EXTRACTED TEXT
########

Two weeks later, the giant Bamburi cement company sponsored a three-day trip for 40 Kitui county councillors and chief officers for a tour of its Mombasa plant. With other events taking place behind the scenes, the scramble for limestone extraction in the dry and vast district had begun in earnest — and the two cement firms seemed to be headed for a clash in their bid to establish multi-billion-shilling factories in the area.

At stake is millions of tonnes of limestone lying beneath 180 square kilometres of largely unproductive land. Caught in the middle of the unfolding tussle is the Kitui county council, which holds the land in trust for the residents because it has not been adjudicated to allow the issuing of title deeds.

A special full council meeting early this week approved separate applications by both firms to mine limestone and establish plants in Mathima and Kanziko locations. The area has huge quantities of high-grade crystalline limestone — the main raw material in cement making, accounting for about 80 per cent of the final product. It therefore determines the location of the factories.

The area has also pozzolana and gypsum deposits, both of which are used as additives in cement-making. Although the council’s approval is the first among a series of procedural requirements by various government organisations, it has triggered a fierce commercial competition between the two companies.

The Mutomo limestone site has lately become economically significant to investors due to its proximity to the Mui basin in neighbouring Kitui and Mwingi districts, which have enormous coal deposits. The war over its control is a reflection of how the cement firms are strategically positioning themselves to reap the huge industrial benefits accruing from the two minerals which, in turn, is expected to drastically lower retail cement prices. The Mutomo limestone site and the Mui coal basin are a mere 60km apart.

Currently, the firms import coal from South Africa at a very high cost to run their heavy machinery. This contributes largely to the doubling of the cost of cement making in Kenya. Coal is the cheapest as well as most reliable and efficient source of energy. And industry players are confident that once Kenya starts producing its own, cement consumer prices will go down by more than a third, making the cost of construction even cheaper.

The managing director of Athi River Mining Company, Mr Pradeep Paunrana, says the high freight charges of importing coal contributes to more than half of the total production cost. “Coal importation obviously determines the increase and trend in consumer prices,” he explained, adding with the prospects of coal being produced locally are high.

########

[Location labeling records]
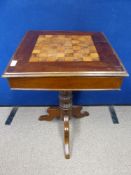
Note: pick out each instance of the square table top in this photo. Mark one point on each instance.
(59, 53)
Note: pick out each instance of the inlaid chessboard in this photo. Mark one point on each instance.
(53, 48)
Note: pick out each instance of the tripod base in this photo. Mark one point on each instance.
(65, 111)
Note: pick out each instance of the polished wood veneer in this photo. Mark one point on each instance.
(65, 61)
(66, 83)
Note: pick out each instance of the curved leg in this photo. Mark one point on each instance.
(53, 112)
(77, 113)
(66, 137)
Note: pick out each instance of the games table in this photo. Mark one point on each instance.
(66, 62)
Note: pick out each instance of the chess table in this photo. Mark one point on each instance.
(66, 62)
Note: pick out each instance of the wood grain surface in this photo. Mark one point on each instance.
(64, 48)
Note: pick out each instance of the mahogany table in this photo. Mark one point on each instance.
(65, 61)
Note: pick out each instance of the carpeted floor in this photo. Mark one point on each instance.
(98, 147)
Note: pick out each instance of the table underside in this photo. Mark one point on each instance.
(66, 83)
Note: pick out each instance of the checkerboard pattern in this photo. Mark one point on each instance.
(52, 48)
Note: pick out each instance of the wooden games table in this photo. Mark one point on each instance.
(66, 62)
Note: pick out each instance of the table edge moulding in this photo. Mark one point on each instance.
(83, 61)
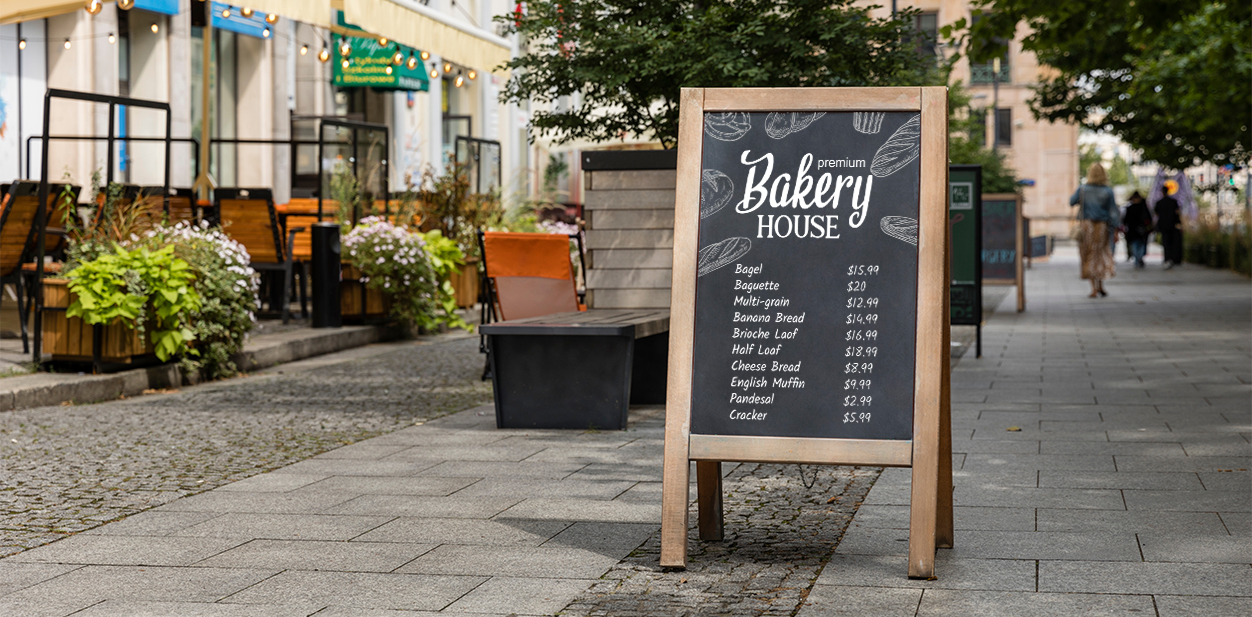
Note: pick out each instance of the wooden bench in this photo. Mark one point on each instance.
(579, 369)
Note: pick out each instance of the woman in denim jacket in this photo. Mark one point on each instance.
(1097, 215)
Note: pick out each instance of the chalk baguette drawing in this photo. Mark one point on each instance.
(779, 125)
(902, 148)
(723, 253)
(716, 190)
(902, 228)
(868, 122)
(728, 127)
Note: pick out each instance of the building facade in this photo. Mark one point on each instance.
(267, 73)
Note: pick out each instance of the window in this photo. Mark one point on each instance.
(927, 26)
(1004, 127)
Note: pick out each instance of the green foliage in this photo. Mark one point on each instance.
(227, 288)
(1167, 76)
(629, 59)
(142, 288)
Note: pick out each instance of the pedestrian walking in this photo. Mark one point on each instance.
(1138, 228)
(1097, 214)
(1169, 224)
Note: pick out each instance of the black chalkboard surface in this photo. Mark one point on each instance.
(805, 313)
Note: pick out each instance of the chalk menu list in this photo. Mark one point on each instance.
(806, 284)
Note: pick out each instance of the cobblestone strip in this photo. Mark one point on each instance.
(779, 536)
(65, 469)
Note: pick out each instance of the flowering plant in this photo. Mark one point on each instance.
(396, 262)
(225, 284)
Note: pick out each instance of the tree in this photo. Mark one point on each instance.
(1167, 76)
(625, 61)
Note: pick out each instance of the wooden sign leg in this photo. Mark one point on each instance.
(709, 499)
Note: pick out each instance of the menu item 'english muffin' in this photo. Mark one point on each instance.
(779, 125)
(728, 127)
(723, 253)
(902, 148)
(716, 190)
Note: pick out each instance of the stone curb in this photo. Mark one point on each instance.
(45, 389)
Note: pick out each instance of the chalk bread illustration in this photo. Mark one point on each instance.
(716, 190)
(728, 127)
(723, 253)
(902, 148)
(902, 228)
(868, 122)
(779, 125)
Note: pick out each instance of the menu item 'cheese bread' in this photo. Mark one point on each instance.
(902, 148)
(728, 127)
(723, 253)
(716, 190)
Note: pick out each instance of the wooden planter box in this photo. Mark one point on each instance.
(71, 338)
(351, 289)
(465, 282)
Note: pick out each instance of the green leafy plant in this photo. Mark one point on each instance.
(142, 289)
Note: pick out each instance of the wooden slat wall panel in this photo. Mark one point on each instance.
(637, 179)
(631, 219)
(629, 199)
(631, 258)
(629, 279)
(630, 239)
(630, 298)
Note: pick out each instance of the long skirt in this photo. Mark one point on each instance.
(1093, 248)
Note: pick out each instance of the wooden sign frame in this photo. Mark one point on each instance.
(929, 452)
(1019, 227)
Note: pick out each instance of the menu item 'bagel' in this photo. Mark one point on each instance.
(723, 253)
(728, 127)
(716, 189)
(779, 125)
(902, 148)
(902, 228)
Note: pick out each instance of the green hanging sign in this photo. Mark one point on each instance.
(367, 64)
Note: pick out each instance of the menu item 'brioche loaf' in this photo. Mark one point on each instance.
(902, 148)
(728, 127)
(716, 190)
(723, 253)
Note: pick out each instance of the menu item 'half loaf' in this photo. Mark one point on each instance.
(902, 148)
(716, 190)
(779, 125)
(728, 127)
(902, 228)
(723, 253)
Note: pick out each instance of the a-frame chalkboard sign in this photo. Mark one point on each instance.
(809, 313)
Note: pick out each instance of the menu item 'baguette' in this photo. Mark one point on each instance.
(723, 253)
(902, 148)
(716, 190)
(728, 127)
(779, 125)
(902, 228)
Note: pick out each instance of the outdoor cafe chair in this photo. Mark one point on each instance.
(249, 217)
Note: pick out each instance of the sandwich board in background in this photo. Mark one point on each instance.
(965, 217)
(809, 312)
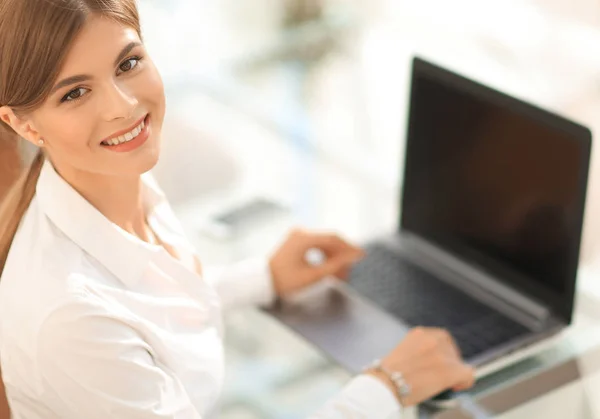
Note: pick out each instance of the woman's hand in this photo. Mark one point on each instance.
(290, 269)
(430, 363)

########

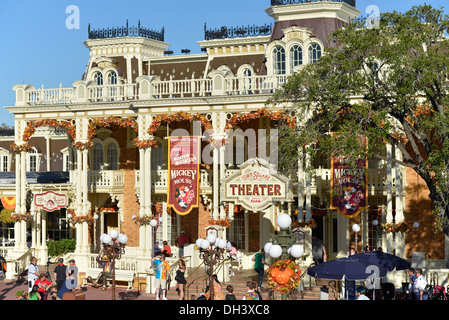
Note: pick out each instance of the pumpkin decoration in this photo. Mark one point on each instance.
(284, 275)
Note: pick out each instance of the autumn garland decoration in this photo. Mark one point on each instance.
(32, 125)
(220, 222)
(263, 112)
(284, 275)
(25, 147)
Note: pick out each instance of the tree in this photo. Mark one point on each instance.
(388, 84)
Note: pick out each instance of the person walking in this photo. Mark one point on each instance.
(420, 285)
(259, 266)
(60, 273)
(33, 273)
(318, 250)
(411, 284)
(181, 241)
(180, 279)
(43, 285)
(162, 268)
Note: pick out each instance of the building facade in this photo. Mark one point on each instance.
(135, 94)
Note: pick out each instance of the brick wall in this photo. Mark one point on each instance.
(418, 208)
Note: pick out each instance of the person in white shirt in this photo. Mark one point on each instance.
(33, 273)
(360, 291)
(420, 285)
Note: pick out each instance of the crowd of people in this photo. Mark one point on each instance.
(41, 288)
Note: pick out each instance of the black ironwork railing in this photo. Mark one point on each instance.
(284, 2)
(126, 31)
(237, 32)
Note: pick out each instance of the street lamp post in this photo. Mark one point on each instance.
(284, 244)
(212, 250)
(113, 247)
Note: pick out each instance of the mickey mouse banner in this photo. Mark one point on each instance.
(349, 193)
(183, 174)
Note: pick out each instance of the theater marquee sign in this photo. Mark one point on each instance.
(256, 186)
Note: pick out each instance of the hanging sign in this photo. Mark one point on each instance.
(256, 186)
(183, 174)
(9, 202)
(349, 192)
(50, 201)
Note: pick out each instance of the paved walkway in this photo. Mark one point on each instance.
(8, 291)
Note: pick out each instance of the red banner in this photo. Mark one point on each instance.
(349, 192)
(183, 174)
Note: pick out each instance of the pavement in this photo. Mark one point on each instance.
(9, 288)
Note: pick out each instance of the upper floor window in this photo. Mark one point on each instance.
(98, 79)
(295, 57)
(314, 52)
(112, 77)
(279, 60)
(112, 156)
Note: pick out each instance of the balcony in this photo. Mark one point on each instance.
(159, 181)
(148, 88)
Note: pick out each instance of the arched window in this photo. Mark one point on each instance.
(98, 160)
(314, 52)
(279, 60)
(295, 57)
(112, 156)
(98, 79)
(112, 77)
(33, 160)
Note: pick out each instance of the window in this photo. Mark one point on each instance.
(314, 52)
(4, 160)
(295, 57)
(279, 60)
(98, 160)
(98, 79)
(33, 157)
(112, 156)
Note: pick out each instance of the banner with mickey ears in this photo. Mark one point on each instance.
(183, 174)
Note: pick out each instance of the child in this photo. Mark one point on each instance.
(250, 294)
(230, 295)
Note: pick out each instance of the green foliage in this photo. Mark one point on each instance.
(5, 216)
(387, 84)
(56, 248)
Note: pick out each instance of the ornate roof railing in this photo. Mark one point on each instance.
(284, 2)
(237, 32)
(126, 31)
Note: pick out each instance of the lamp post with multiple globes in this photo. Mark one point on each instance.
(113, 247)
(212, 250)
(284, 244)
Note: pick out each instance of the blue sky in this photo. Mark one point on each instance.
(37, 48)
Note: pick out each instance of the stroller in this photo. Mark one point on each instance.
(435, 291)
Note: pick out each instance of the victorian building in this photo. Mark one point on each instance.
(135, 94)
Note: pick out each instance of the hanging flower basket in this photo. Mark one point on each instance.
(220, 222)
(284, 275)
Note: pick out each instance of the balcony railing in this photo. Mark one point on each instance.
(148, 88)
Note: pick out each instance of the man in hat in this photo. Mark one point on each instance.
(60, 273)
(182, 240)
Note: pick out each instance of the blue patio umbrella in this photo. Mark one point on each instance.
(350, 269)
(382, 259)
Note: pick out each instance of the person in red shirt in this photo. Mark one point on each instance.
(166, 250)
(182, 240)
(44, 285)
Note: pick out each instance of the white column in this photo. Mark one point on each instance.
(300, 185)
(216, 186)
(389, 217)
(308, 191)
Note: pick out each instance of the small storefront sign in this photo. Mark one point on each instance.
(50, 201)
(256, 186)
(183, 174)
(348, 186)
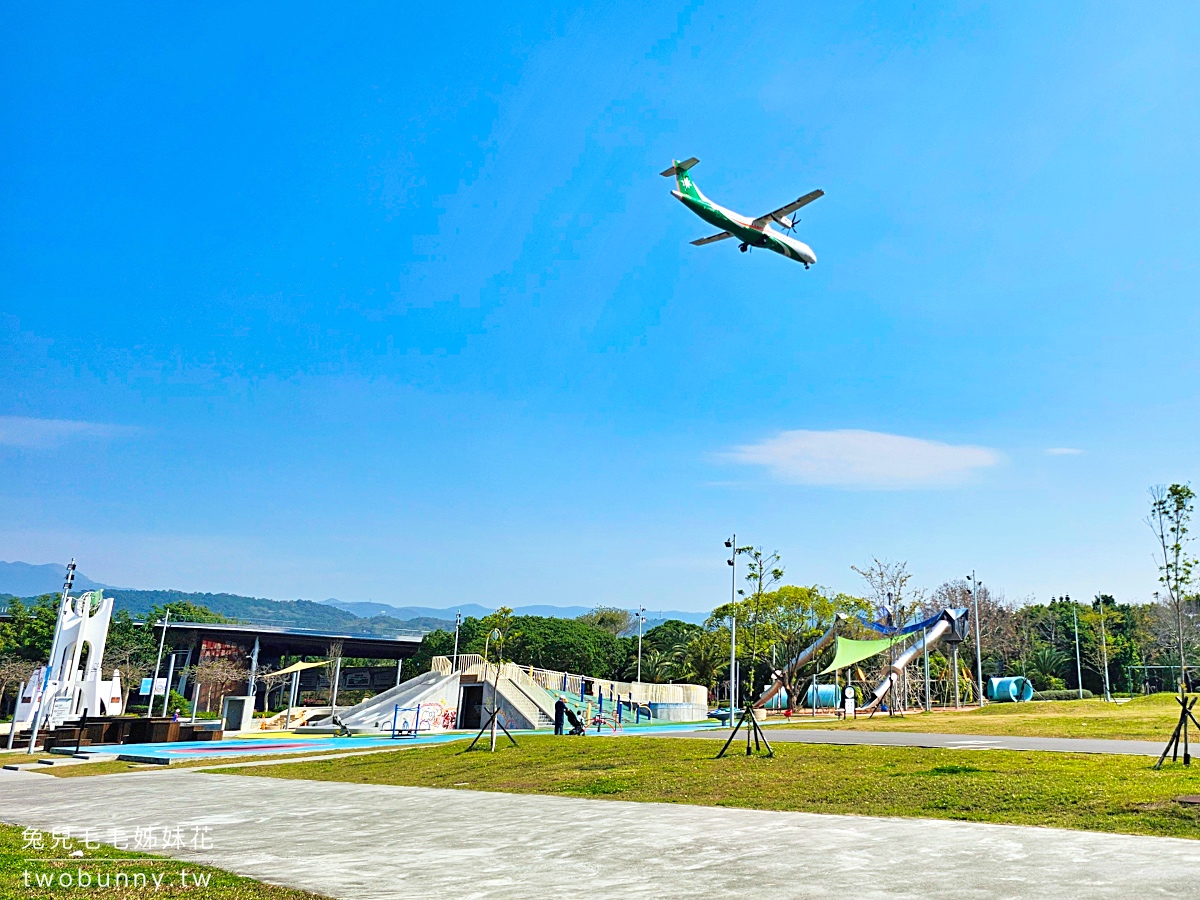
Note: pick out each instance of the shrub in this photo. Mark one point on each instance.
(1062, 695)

########

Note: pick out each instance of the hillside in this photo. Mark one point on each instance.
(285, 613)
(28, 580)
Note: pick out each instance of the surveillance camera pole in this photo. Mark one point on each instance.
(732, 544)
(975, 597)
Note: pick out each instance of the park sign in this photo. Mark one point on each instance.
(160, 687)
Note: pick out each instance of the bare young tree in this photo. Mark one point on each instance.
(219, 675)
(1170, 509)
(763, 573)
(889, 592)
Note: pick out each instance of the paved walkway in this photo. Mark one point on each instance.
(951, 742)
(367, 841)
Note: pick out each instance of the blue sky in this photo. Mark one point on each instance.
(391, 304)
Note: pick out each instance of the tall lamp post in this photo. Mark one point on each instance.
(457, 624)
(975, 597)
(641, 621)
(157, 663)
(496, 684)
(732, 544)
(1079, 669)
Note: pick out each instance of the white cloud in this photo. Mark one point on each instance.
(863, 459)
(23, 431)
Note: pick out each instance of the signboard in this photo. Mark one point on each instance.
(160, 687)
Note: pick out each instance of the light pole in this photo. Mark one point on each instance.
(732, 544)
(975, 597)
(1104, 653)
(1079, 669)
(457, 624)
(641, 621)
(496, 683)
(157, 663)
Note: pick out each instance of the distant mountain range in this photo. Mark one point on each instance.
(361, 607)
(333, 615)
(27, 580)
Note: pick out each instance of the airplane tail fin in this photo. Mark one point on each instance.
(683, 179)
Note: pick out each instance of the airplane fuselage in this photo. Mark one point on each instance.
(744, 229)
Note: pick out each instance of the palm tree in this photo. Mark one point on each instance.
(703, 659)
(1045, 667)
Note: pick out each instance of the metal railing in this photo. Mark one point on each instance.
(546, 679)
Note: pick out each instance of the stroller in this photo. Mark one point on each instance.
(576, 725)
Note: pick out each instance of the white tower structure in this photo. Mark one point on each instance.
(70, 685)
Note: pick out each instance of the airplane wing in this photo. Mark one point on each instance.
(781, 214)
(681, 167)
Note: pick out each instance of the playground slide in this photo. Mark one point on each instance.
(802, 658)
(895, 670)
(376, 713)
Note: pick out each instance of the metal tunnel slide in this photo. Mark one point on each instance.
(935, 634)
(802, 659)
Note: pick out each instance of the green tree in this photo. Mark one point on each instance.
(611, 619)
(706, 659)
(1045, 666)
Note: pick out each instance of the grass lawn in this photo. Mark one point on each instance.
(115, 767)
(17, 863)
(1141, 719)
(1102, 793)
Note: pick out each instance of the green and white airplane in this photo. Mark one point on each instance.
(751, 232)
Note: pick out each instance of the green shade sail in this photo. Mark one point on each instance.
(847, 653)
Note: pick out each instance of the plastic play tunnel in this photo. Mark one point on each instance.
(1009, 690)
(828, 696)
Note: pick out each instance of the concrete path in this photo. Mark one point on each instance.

########

TASK INSTRUCTIONS
From the limestone mining article above, pull out word for word the passage that opens with the words "The managing director" and closes with "locally are high.".

WRITTEN RESPONSE
The managing director of Athi River Mining Company, Mr Pradeep Paunrana, says the high freight charges of importing coal contributes to more than half of the total production cost. “Coal importation obviously determines the increase and trend in consumer prices,” he explained, adding with the prospects of coal being produced locally are high.